Directions:
Search the material for "outline" and show all lines that contain it.

The data:
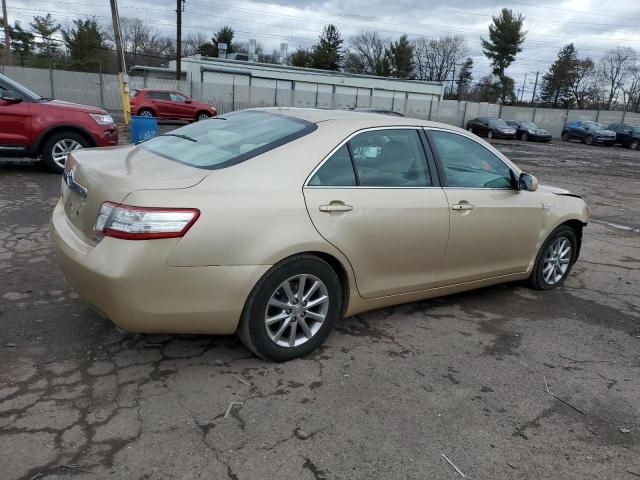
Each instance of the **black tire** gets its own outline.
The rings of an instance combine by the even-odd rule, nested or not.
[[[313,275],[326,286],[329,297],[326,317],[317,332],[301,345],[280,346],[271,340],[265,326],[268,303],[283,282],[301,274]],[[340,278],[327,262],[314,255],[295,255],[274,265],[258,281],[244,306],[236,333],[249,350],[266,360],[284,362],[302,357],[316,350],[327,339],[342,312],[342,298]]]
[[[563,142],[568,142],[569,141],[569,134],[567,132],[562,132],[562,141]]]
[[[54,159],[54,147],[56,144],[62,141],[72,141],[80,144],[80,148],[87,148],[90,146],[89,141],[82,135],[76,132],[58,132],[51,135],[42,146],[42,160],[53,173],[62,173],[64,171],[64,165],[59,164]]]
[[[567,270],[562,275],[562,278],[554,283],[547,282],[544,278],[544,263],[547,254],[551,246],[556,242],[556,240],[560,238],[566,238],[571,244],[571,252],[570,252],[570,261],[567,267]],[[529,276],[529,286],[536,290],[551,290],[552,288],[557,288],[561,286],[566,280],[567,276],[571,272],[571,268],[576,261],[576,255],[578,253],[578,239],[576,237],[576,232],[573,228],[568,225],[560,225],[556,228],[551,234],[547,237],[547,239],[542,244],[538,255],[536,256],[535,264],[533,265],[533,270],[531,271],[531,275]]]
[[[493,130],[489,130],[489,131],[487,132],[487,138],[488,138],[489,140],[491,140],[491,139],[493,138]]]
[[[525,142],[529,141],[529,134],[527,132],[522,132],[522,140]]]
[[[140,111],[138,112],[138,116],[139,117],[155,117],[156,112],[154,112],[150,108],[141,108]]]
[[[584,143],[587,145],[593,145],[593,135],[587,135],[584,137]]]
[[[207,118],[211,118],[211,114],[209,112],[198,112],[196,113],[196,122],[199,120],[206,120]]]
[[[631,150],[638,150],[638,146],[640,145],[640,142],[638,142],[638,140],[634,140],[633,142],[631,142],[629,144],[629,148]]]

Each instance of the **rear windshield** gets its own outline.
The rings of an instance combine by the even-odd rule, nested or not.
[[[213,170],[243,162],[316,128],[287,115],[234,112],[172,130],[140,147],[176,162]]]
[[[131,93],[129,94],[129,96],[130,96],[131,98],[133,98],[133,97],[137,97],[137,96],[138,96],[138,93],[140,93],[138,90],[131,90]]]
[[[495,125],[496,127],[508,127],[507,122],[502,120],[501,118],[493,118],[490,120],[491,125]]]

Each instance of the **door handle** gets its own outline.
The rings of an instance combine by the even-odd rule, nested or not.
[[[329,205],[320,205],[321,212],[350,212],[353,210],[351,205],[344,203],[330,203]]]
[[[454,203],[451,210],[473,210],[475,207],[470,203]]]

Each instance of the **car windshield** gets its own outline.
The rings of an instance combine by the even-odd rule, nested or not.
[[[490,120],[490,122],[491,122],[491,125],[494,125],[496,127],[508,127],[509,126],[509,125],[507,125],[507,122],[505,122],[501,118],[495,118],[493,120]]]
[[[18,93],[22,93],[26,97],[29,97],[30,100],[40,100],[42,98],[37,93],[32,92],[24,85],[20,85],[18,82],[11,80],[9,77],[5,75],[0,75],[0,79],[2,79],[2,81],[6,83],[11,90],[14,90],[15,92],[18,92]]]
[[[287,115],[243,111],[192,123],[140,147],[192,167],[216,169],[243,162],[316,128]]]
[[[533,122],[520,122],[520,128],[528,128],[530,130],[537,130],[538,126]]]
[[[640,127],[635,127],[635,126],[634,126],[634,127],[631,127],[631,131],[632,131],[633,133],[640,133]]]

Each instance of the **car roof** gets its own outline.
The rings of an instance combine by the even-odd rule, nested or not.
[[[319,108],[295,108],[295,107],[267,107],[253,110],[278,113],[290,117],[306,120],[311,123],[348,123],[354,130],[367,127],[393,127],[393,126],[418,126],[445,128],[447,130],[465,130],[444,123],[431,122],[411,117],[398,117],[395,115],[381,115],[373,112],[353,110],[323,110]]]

Task answer:
Each instance of the **black tire** gets its own outline.
Each instance of the **rear windshield** gets its own outline.
Each instance of the **door handle** gets its own outline.
Each instance of the **car windshield** gets its own outline.
Each instance of the **car roof** gets its own outline.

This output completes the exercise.